Stored items from a collection:
+ + + +
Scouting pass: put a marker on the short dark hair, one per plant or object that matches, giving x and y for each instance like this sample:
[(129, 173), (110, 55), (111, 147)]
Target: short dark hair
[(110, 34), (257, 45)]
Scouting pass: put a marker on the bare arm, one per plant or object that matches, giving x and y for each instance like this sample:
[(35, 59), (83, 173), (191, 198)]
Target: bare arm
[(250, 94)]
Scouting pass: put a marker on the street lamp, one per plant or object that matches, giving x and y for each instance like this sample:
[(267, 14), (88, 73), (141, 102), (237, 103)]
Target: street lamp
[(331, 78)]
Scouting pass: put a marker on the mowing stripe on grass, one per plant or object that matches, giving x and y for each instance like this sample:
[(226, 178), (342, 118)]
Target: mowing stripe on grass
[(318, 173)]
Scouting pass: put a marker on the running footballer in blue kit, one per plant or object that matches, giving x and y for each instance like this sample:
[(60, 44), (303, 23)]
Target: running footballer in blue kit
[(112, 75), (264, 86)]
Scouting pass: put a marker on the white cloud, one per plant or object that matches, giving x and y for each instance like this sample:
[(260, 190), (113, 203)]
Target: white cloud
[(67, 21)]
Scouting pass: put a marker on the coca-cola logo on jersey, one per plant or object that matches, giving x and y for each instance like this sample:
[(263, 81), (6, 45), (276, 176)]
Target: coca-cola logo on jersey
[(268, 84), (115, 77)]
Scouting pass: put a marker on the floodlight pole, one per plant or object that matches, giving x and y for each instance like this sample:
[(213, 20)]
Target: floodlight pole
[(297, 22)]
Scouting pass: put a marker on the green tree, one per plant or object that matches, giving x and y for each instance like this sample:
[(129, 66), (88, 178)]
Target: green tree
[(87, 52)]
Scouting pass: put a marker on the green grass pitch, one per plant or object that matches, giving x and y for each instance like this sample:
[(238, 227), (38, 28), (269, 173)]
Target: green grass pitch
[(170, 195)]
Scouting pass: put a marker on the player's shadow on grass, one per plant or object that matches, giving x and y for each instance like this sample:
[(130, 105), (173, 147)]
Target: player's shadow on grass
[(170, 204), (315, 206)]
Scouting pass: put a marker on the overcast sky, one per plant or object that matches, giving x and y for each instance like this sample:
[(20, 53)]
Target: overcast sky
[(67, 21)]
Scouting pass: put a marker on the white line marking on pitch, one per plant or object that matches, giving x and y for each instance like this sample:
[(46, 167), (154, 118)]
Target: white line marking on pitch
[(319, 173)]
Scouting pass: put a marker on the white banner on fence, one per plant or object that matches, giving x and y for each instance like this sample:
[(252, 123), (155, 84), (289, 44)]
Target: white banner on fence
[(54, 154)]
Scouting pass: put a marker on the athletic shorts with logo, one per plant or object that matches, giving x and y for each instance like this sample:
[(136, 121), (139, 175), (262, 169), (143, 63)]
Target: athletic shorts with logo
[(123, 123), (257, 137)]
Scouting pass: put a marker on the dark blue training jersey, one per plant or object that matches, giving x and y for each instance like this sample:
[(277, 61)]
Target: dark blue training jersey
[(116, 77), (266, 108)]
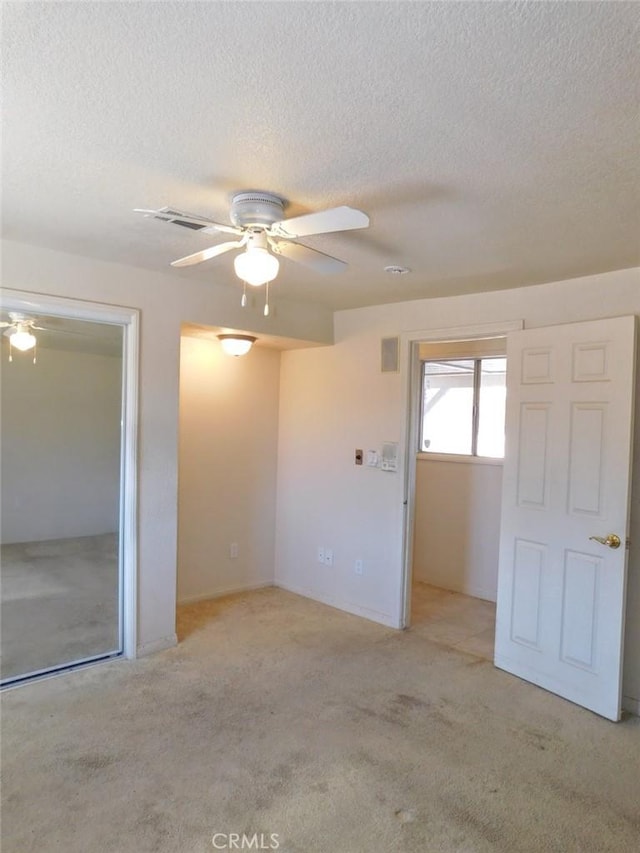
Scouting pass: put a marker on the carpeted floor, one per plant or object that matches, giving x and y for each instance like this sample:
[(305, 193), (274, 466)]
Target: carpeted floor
[(276, 714), (59, 602)]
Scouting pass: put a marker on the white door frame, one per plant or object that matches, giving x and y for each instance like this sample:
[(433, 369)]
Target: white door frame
[(409, 349), (58, 306)]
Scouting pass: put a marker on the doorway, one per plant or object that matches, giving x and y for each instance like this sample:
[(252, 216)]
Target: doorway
[(68, 485), (458, 482), (444, 582)]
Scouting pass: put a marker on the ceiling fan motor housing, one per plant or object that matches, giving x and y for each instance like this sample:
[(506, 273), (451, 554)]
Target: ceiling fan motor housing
[(251, 209)]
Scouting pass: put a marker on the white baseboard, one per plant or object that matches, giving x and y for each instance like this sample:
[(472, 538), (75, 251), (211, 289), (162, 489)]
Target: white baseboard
[(464, 589), (346, 606), (220, 593), (157, 645)]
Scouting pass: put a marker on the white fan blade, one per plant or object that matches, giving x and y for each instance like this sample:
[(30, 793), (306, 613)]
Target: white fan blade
[(336, 219), (311, 258), (207, 254), (59, 331), (188, 220)]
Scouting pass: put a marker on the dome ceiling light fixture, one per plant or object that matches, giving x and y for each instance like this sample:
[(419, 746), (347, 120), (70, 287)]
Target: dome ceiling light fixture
[(234, 344), (260, 229), (19, 330)]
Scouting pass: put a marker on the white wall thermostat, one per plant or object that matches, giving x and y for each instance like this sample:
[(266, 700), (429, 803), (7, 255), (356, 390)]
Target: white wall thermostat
[(390, 456)]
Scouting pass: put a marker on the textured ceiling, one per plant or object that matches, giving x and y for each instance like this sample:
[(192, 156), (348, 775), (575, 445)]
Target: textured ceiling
[(492, 144)]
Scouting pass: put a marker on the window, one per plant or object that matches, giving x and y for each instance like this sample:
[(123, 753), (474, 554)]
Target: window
[(463, 404)]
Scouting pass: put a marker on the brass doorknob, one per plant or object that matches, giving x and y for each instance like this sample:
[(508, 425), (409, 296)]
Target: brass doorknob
[(612, 540)]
+ + + +
■ **Exercise requirements**: Reproduce the records, all of them, word for word; omit the pictures.

■ **Answer to this task**:
Scouting pass: put a marker on the short dark hair, one per plant or object that matches, giving x and y for each instance like this sample:
[(129, 173), (110, 55), (111, 147)]
Target: short dark hair
[(110, 34), (257, 45)]
Scouting pass: put a marker on the bare arm, one per plant or object that matches, giving x and y for each instance like this sample:
[(35, 59), (83, 173), (191, 198)]
Target: bare arm
[(250, 94)]
Scouting pass: put a marker on the street lamp, one per plant or object that matches, giving x and y for each instance like this sample:
[(267, 14), (88, 73), (141, 102), (237, 103)]
Target: street lamp
[(331, 78)]
Scouting pass: put a marker on the mowing stripe on grass, one per plant or object that matches, giving x and y for each instance like this sample:
[(226, 178), (342, 118)]
Target: mowing stripe on grass
[(318, 173)]
Scouting pass: put a marker on the running footballer in blue kit, one per plant or object that matches, giving x and y for each instance like this sample:
[(60, 44), (303, 23)]
Target: running footballer in blue kit
[(112, 75), (264, 86)]
Scouting pass: put a marker on the white cloud, one per plant or object that matches, giving x and y for each instance like this sample:
[(260, 190), (113, 203)]
Target: white cloud
[(67, 21)]
Scouting pass: put a marker on the coca-cola logo on jersey, one per plant or object that matches, giving x and y for each instance like this sample:
[(263, 81), (6, 45), (276, 176)]
Target: coca-cola logo on jersey
[(268, 84), (115, 77)]
Scouting pass: put a marker on the floodlight pole, one per plant or object that matches, giving x and y for each instance like this sample:
[(213, 20)]
Target: floodlight pole
[(297, 22)]
Scouting pass: put a marker on the green tree, one per plant or object that matches, giving x and y for each instance like this sample:
[(129, 66), (88, 178)]
Target: green tree
[(87, 52)]
Scouting pass: put a marker on the green grass pitch, one per plant or object that matches, giving x and y for each instance like this sample:
[(238, 227), (38, 28), (269, 173)]
Target: green grass pitch
[(170, 195)]
Scouting pass: put a marker on the player's shadow on grass, one per plant or object that matches, giving x and y for each instance like this sample:
[(130, 105), (173, 147)]
Target: player's shadow on grass
[(170, 204), (315, 206)]
Scouting pass: put a marker on the overcast sky, one per plant or object that matches, giving x and y for each instance like this sample:
[(20, 53)]
Target: overcast sky
[(67, 21)]
Scouting pass: put a marker on the white line marking on pitch, one per plant or object that matches, giving x and y for each instance like this sample:
[(46, 167), (154, 118)]
Target: white line marking on pitch
[(319, 173)]
Scouting pass: put a marker on the white banner on fence, one per plant or object that matches, giving x and y for each instance like this sample:
[(252, 123), (155, 84), (289, 44)]
Target: white banner on fence
[(54, 154)]
Scouting pass: put a marker on the athletic shorts with logo, one per plant or object that matches, giving x and y for each instance like this sample:
[(136, 121), (139, 175), (262, 169), (143, 63)]
Target: athletic shorts with logo
[(123, 123), (257, 137)]
Scouting pass: put a marker on the dark blue training jersey, one per plant or object that matches, giving x and y for each instance like this sample:
[(277, 61)]
Target: dark blue training jersey
[(116, 77), (266, 108)]
Scouting pass: put a marker on the carpeted floor, one per plant or object that matches, giving x and y for each instance like this sample:
[(305, 193), (274, 466)]
Target: carpeted floor
[(276, 714), (59, 602)]
Scouting pass: put a marker on the white door frame, one per plant or object that matches, giving x and y for each instance like this sample:
[(433, 369)]
Target: white door frame
[(409, 349), (58, 306)]
Scouting pass: put a marker on the doorway, one per plant or object that matches, giving x and y for each instance like this sample:
[(252, 216)]
Target: doorway
[(68, 485), (458, 482), (444, 582)]
Scouting pass: put a marker on the ceiling fan motor housing, one per plant or object that matches, giving x and y for each instance like this sample:
[(506, 273), (451, 554)]
Target: ceiling fan motor housing
[(251, 209)]
Scouting pass: put a marker on the white baseboard, one per plant or object that matches, giving x and y for each instance like this sample:
[(472, 538), (75, 251), (211, 289), (162, 489)]
Target: white baseboard
[(464, 589), (346, 606), (220, 593), (157, 645)]
Scouting pass: put a marker on the white fan blade, one per plant or object that matches, giving x and y for each instance like this sample:
[(30, 793), (306, 613)]
Target: white fan blade
[(336, 219), (311, 258), (207, 254), (59, 331), (188, 220)]
Scouting pass: put a marker on the dome ceiling light fixture, one per plant or object that matches, giving x and y for each instance like this sample:
[(419, 746), (347, 120), (70, 287)]
Target: dome ceiling light fixture
[(234, 344), (260, 229), (19, 330)]
Scouting pass: put a marker on the white wall thermostat, one per plant or object that matches, giving x and y for each instance like this sample:
[(266, 700), (429, 803), (7, 255), (356, 390)]
Target: white wall thermostat
[(390, 456)]
Scouting pass: put a marker on the textured ceiling, one per plant or object that matches, giving x and y for each instance like this sample:
[(192, 156), (348, 775), (575, 445)]
Target: textured ceiling
[(492, 144)]
Scouting pass: put a marker on the window, one per plant or object that matches, giving x and y for each instance like this sample:
[(123, 753), (474, 554)]
Target: window
[(463, 404)]
Scouting pass: put a marker on the brass doorknob, one per plant or object that matches, giving x and y for each instance like this sample:
[(508, 425), (409, 296)]
Target: brass doorknob
[(612, 540)]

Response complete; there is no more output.